Trignometry: Find the value in terms of $ \ l \ $

Question

If $ \ \tan x + \sec x \ = \ l \ , $ find the value of secant x in terms of $ \ l \ $ . I do not know how to solve it but i do know that the basic trig identities are involved. Pls help me!!!

Answer 1

Simply use the definitions: $$\tan x + \sec x = \frac{\sin x}{\cos x} + \frac{1}{\cos x} = \frac{1 + \sin x}{\cos x}.$$ So we seek $x$ such that $$1 + \sin x = L \cos x \quad \text{or} \quad L \cos x - \sin x = 1.$$

Let $t = \tan(x/2)$. Then $$\sin x = 2\sin\left(\frac{x}{2}\right)\cos\left(\frac{x}{2}\right) = 2\frac{\sin(x/2)}{\cos(x/2)}\cos^2\left(\frac{x}{2}\right) = 2\frac{\tan(x/2)}{\sec^2(x/2)} = \color{red}{\frac{2t}{1 + t^2}}.$$

Similarly, $$\cos x = \cos^2\left(\frac{x}{2}\right) - \sin^2\left(\frac{x}{2}\right) = \cos^2\left(\frac{x}{2}\right)\left(1 - \frac{\sin^2(x/2)}{\cos^2(x/2)}\right) = \frac{1 - \tan^2(x/2)}{\sec^2(x/2)} = \color{red}{\frac{1 - t^2}{1 + t^2}}.$$

To obtain the expressions in $\color{red}{\text{red}}$ just draw a right triangle with angle $= x/2$.

Data items:

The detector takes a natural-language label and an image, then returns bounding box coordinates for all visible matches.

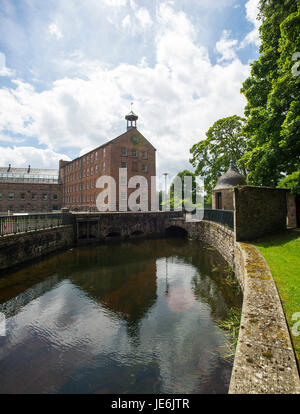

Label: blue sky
[0,0,259,181]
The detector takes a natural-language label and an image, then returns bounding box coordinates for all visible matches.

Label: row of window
[121,147,148,160]
[66,147,148,182]
[0,204,59,213]
[121,161,148,173]
[64,180,97,193]
[0,193,58,200]
[65,162,106,183]
[63,194,97,204]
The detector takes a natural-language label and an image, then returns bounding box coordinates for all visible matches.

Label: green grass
[253,230,300,367]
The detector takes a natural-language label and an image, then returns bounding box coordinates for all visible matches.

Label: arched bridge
[72,212,184,244]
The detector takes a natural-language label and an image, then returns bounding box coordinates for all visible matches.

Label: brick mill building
[0,164,62,214]
[59,111,156,211]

**SET TASK 1:**
List every trigonometric function that appears in the trigonometry thread.
**SET TASK 2:**
Copy the trigonometry thread word for word, from "Similarly, $$\cos x" up to and including "angle $= x/2$.".
**SET TASK 3:**
Write what comes next in the trigonometry thread, starting after its last sentence.
The records are separate material and not part of the trigonometry thread.

**EXPECTED OUTPUT 1:**
tangent (tan), secant (sec), sine (sin), cosine (cos)

**EXPECTED OUTPUT 2:**
Similarly, $$\cos x = \cos^2\left(\frac{x}{2}\right) - \sin^2\left(\frac{x}{2}\right) = \cos^2\left(\frac{x}{2}\right)\left(1 - \frac{\sin^2(x/2)}{\cos^2(x/2)}\right) = \frac{1 - \tan^2(x/2)}{\sec^2(x/2)} = \color{red}{\frac{1 - t^2}{1 + t^2}}.$$

To obtain the expressions in $\color{red}{\text{red}}$ just draw a right triangle with angle $= x/2$.

**EXPECTED OUTPUT 3:**
Therefore, $L \cos x - \sin x = 1$ transforms into $$L\frac{1 - t^2}{1 + t^2} - \frac{2t}{1 + t^2} - 1 = 0.$$

If you solve for $t$ you should get $t = -1$ or $t = (L - 1)/(L + 1)$. So $$x = -\frac{\pi}{2} \quad \text{or} \quad x = 2\tan^{-1}\left(\frac{L - 1}{L + 1}\right).$$ Clearly, $x \ne -\pi/2$ because $\cos(-\pi/2) = 0$, so $$x = 2\tan^{-1}\left(\frac{L - 1}{L + 1}\right), \quad L \ne -1.$$

Answer 2

$\displaystyle\sec x+\tan x=l\ \ \ \ (1)$ As $\displaystyle \sec ^2x-\tan^2x=1, (\sec x-\tan x)(\sec x+\tan x)=1$

$\displaystyle \sec x-\tan x=\frac1{(\sec x+\tan x)}=\frac1l$

Can you find $\sec x$ from here?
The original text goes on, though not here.